## start INPUT DATA

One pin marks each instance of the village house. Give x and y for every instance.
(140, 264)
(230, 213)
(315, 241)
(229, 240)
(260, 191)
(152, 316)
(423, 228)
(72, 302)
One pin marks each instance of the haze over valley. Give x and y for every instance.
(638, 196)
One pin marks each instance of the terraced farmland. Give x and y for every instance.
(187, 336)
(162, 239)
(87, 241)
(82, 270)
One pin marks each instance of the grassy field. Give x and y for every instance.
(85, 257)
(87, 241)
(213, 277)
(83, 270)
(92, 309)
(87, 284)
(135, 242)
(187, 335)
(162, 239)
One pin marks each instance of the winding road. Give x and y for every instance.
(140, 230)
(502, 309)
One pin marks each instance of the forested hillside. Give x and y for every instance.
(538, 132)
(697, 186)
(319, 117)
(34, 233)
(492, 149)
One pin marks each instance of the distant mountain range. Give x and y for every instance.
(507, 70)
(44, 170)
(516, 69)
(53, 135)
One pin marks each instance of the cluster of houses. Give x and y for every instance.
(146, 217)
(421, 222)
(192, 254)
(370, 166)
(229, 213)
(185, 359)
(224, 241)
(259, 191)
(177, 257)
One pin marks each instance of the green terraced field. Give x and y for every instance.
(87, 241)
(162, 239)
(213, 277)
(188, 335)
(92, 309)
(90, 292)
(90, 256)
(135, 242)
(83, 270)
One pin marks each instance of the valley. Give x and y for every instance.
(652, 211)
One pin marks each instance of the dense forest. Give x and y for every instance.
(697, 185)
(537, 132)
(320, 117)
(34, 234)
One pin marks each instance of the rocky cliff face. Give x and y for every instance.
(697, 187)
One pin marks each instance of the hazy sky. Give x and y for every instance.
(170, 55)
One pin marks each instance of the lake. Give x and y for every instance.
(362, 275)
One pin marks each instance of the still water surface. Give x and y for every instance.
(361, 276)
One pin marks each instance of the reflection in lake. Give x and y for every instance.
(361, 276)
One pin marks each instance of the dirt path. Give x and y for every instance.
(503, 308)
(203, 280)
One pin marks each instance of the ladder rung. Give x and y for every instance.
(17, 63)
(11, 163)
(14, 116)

## end INPUT DATA

▶ **THE PROBLEM**: Give everything in the material above, from the line containing "One pin marks each instance of the reflection" down to its end, as a Markdown table with the columns Row and Line. Number each line and leave out blank lines.

▶ **SOLUTION TO THE PROBLEM**:
| Row | Line |
|---|---|
| 1 | One pin marks each instance of the reflection in lake. Give x and y for every instance. |
| 2 | (361, 276) |
| 3 | One pin marks each instance of the dirt path. Give x and y for every instance. |
| 4 | (503, 308) |
| 5 | (203, 280) |
| 6 | One pin marks each instance of the ladder rung. Give x and y for every instance. |
| 7 | (17, 63) |
| 8 | (11, 163) |
| 9 | (14, 116) |